» **読解文**
長性院。広島県広島市南区にある浄土宗寺院
長性院の概要
浄土宗寺院の長性院は、良雲山千日寺と号します。長性院は、信濃(長野県)の僧正誉玄斎和尚が、諸国巡錫に際して当地に止錫、元和3年(1617)に榮山庵を開いて開創、千日間常念仏と唱え続けたことから千日谷とも称されるようになったといいます。幽栖の地だったことから、ある夜に一人の武士が「試し斬り」をしたところ、斬ったはずの女人ではなく、地蔵尊が斬られた横たわっていたことから、その武士は剃髪し玄斎和尚の弟子となり、2世善誉上人弘願和尚となったといいます。その後、寺西将監利之の妻(法名長性院)・娘(法名良雲院)の寄進により堂塔を建立、正徳4年(1714)良雲山榮山寺長性院と号しています。広島新四国八十八ヶ所霊場第55番です。
山号 | 良雲山 |
---|---|
院号 | 長性院 |
寺号 | 千日寺 |
本尊 | 阿弥陀如来像 |
住所 | 広島市南区比治山町7−40 |
宗派 | 浄土宗 |
葬儀・墓地 | - |
備考 | 三鬼大神・稲荷明神大祭:2月 |
長性院の縁起
長性院は、信濃(長野県)の僧正誉玄斎和尚が、諸国巡錫に際して当地に止錫、元和3年(1617)に榮山庵を開いて開創、千日間常念仏と唱え続けたことから千日谷とも称されるようになったといいます。幽栖の地だったことから、ある夜に一人の武士が「試し斬り」をしたところ、斬ったはずの女人ではなく、地蔵尊が斬られた横たわっていたことから、その武士は剃髪し玄斎和尚の弟子となり、2世善誉上人弘願和尚となったといいます。その後、寺西将監利之の妻(法名長性院)・娘(法名良雲院)の寄進により堂塔を建立、正徳4年(1714)良雲山榮山寺長性院と号しています。

(ポインティング用データセットの記録)
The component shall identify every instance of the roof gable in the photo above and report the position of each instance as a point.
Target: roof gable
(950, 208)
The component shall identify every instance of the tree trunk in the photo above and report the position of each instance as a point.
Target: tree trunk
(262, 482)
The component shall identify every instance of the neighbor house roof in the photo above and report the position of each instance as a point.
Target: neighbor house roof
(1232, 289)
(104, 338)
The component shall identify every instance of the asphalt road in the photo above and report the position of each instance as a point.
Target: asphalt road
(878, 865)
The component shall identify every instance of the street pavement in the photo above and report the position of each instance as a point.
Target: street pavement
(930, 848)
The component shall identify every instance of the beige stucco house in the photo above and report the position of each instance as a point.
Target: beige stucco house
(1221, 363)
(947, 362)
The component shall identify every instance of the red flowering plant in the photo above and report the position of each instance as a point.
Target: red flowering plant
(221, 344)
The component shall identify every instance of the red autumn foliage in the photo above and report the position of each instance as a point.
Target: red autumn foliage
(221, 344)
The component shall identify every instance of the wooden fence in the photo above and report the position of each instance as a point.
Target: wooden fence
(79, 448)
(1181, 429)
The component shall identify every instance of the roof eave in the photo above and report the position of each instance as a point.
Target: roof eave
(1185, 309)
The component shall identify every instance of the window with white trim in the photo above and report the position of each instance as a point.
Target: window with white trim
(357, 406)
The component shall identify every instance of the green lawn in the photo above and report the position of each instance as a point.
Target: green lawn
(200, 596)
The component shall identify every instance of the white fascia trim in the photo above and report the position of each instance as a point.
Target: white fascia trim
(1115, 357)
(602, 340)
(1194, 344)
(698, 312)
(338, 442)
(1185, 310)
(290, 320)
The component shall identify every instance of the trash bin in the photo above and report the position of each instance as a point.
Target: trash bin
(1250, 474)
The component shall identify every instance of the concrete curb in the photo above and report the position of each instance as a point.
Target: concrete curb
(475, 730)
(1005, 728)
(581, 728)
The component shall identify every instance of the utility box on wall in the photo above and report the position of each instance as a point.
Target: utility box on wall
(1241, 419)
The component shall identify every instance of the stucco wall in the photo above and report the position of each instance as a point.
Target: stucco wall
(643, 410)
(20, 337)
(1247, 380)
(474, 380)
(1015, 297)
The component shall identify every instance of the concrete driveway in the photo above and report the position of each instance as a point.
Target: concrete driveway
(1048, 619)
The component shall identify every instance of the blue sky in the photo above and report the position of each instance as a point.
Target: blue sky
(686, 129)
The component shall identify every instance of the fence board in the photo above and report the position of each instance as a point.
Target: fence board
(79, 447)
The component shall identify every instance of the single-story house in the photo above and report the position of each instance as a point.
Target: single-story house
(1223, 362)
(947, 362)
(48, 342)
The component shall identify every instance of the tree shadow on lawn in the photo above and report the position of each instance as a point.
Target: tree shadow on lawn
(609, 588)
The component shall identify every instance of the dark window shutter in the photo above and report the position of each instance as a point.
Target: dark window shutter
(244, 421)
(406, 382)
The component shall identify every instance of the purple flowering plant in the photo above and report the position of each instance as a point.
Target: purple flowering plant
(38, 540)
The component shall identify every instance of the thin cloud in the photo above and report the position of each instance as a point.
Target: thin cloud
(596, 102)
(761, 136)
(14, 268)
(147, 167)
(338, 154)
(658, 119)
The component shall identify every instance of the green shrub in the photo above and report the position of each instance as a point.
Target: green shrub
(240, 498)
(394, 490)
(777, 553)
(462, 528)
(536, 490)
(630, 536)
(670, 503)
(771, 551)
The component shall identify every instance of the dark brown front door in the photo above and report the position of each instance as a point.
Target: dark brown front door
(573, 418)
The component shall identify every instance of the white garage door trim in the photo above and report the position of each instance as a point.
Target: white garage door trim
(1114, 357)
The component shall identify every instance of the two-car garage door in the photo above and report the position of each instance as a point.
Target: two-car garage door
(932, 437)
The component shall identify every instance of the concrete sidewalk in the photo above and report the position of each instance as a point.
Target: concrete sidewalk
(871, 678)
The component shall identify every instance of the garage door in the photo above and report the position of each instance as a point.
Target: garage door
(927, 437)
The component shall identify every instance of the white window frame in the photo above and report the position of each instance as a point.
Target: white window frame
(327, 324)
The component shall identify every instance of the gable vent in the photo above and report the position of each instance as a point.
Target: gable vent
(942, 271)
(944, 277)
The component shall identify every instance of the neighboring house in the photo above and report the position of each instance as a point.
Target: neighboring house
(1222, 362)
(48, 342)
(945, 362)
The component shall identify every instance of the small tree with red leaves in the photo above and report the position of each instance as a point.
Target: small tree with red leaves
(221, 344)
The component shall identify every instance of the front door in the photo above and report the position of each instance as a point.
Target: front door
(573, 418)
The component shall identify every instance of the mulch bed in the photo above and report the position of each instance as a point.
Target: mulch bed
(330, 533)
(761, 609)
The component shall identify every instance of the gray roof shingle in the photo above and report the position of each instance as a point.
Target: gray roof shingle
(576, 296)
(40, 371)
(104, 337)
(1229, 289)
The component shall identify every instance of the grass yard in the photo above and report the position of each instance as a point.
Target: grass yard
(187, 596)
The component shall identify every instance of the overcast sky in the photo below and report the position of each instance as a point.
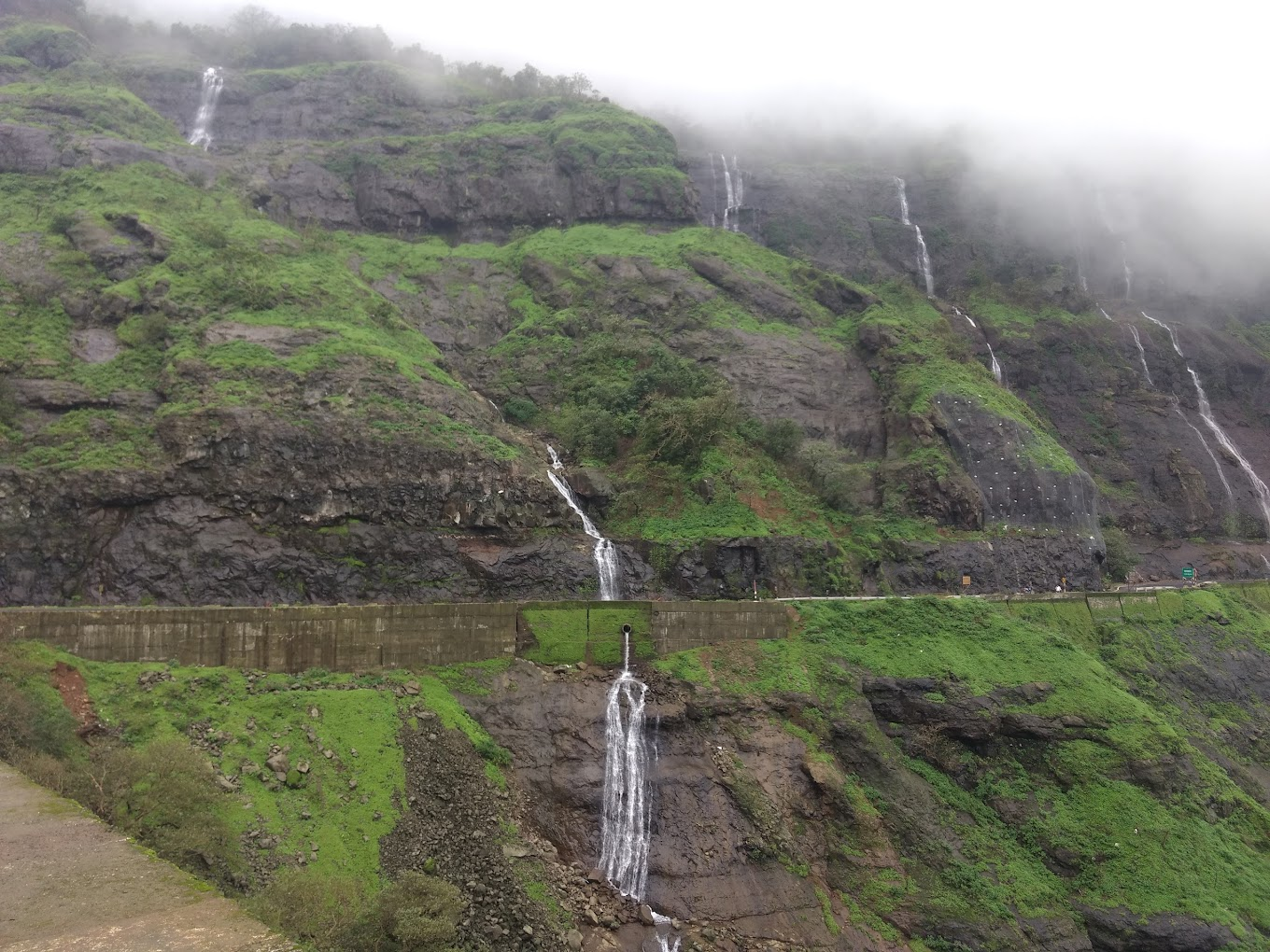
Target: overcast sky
(1177, 71)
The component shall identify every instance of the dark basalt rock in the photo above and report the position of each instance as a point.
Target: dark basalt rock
(1122, 931)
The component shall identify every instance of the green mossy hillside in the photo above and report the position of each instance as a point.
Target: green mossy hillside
(74, 105)
(581, 137)
(1152, 806)
(342, 789)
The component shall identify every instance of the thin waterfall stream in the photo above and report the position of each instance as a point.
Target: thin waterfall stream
(924, 258)
(1206, 414)
(201, 133)
(605, 551)
(995, 366)
(1142, 356)
(625, 818)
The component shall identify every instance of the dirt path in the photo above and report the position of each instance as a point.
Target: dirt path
(69, 881)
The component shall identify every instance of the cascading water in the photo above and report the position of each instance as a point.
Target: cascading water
(1142, 356)
(995, 366)
(214, 81)
(605, 553)
(625, 820)
(924, 258)
(625, 832)
(1172, 337)
(734, 184)
(1217, 465)
(1206, 414)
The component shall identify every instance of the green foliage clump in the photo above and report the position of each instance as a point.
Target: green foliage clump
(71, 105)
(45, 45)
(337, 913)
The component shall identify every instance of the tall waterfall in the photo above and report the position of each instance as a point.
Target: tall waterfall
(214, 81)
(995, 365)
(1206, 414)
(1217, 464)
(1172, 337)
(714, 193)
(924, 258)
(1142, 356)
(734, 184)
(606, 553)
(625, 831)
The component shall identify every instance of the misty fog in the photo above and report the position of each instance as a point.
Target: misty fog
(1127, 119)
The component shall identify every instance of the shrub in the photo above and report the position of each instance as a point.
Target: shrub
(419, 912)
(677, 429)
(164, 795)
(323, 908)
(782, 440)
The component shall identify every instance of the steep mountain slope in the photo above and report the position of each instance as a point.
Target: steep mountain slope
(924, 775)
(264, 372)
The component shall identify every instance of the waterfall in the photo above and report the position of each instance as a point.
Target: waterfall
(736, 193)
(606, 553)
(214, 81)
(625, 832)
(903, 202)
(924, 258)
(1217, 465)
(1206, 414)
(1172, 337)
(995, 365)
(1142, 356)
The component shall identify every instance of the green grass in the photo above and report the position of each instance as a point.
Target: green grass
(85, 106)
(357, 720)
(1196, 849)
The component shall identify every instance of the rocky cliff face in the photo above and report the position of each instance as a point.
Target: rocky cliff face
(263, 372)
(793, 821)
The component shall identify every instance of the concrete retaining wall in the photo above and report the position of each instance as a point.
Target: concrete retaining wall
(362, 637)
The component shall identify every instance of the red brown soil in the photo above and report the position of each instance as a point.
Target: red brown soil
(70, 684)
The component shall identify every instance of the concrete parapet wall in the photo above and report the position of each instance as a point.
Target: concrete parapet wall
(360, 637)
(289, 638)
(678, 626)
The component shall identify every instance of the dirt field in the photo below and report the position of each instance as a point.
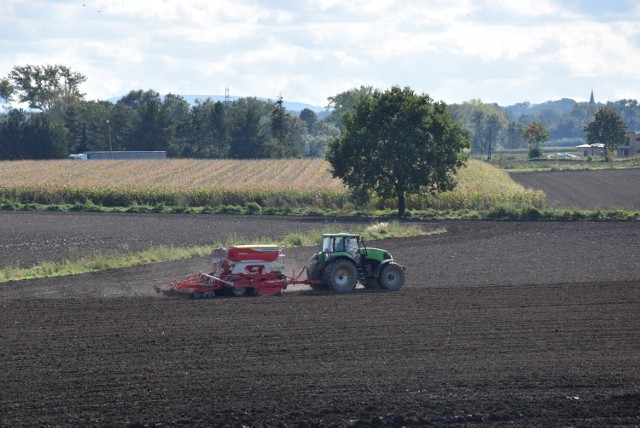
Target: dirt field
(499, 323)
(607, 189)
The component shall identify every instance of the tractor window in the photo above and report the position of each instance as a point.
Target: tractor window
(352, 246)
(327, 245)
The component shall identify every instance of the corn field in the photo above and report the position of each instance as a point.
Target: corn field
(269, 183)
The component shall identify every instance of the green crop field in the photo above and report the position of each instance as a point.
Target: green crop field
(269, 183)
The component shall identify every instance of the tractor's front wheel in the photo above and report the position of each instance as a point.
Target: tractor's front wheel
(341, 276)
(391, 277)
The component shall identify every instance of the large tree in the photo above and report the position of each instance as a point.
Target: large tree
(43, 87)
(535, 134)
(607, 128)
(397, 143)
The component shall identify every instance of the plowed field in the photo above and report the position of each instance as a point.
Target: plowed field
(527, 324)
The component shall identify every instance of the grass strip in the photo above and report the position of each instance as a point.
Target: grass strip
(118, 259)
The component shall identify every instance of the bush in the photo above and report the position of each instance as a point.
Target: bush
(535, 152)
(253, 208)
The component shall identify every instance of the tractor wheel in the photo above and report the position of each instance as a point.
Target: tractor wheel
(372, 284)
(391, 277)
(341, 276)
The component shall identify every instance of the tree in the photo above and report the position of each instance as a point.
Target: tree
(534, 134)
(607, 128)
(514, 137)
(397, 143)
(44, 87)
(310, 118)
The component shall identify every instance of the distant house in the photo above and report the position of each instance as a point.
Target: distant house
(632, 147)
(590, 149)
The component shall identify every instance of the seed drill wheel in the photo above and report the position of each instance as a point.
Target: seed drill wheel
(239, 291)
(341, 276)
(391, 277)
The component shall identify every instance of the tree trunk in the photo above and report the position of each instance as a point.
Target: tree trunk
(401, 204)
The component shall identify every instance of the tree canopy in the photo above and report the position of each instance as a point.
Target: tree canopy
(43, 86)
(535, 134)
(607, 128)
(397, 143)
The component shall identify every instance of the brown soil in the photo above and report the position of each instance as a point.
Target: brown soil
(605, 189)
(527, 324)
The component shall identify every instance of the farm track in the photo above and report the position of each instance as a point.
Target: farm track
(499, 323)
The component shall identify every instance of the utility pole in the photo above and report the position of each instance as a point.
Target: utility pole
(110, 149)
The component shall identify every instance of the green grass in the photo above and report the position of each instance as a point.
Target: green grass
(520, 163)
(118, 259)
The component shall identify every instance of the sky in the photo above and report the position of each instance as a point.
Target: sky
(309, 50)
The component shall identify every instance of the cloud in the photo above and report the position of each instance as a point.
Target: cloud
(501, 51)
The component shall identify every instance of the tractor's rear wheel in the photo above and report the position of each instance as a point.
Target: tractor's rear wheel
(372, 284)
(239, 291)
(391, 277)
(341, 276)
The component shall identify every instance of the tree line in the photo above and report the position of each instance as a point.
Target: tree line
(61, 121)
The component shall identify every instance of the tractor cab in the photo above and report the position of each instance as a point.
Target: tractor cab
(341, 243)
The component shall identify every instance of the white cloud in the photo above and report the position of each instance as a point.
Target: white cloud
(503, 51)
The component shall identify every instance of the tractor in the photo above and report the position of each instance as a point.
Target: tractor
(345, 260)
(242, 270)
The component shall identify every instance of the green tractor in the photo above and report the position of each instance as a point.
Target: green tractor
(345, 260)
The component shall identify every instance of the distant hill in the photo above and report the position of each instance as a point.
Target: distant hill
(563, 105)
(292, 106)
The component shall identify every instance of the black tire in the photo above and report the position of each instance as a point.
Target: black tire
(341, 276)
(391, 277)
(372, 284)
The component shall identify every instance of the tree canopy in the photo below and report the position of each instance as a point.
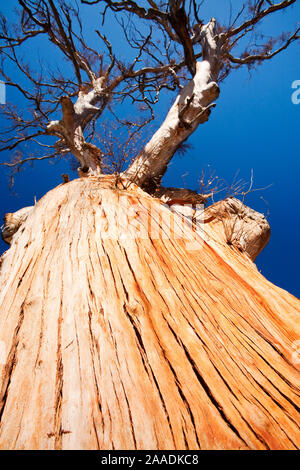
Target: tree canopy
(172, 48)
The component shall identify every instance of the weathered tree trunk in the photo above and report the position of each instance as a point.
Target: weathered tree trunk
(110, 341)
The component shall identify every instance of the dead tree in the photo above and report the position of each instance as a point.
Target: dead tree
(112, 335)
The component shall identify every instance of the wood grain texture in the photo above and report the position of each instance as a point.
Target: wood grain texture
(140, 343)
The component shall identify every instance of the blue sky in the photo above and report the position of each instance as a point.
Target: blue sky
(255, 126)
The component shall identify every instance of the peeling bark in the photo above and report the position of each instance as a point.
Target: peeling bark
(191, 108)
(140, 343)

» **取り組む課題**
1. 長性院についての本文をもとに、次の(a)〜(c)が本文の内容と合っているかを「はい」か「いいえ」で答え、判断の決め手となる本文の語句をそのまま引用せよ。(a) 長性院は元和3年(1617)に開創された。(b) 長性院の本尊は地蔵尊である。(c) 堂塔は寺西将監利之の妻と娘の寄進によって建立された。
2. 長性院についての本文のうち、「長性院。広島県広島市南区にある浄土宗寺院」から「八十八ヶ所霊場第55番です。」までの部分を書き写せ。

» **課題の解答**
1.
(a) はい。「元和3年(1617)に榮山庵を開いて開創」
(b) いいえ。「本尊 | 阿弥陀如来像」
(c) はい。「寺西将監利之の妻(法名長性院)・娘(法名良雲院)の寄進により堂塔を建立」

2.
長性院。広島県広島市南区にある浄土宗寺院
長性院の概要
浄土宗寺院の長性院は、良雲山千日寺と号します。長性院は、信濃(長野県)の僧正誉玄斎和尚が、諸国巡錫に際して当地に止錫、元和3年(1617)に榮山庵を開いて開創、千日間常念仏と唱え続けたことから千日谷とも称されるようになったといいます。幽栖の地だったことから、ある夜に一人の武士が「試し斬り」をしたところ、斬ったはずの女人ではなく、地蔵尊が斬られた横たわっていたことから、その武士は剃髪し玄斎和尚の弟子となり、2世善誉上人弘願和尚となったといいます。その後、寺西将監利之の妻(法名長性院)・娘(法名良雲院)の寄進により堂塔を建立、正徳4年(1714)良雲山榮山寺長性院と号しています。広島新四国八十八ヶ所霊場第55番です。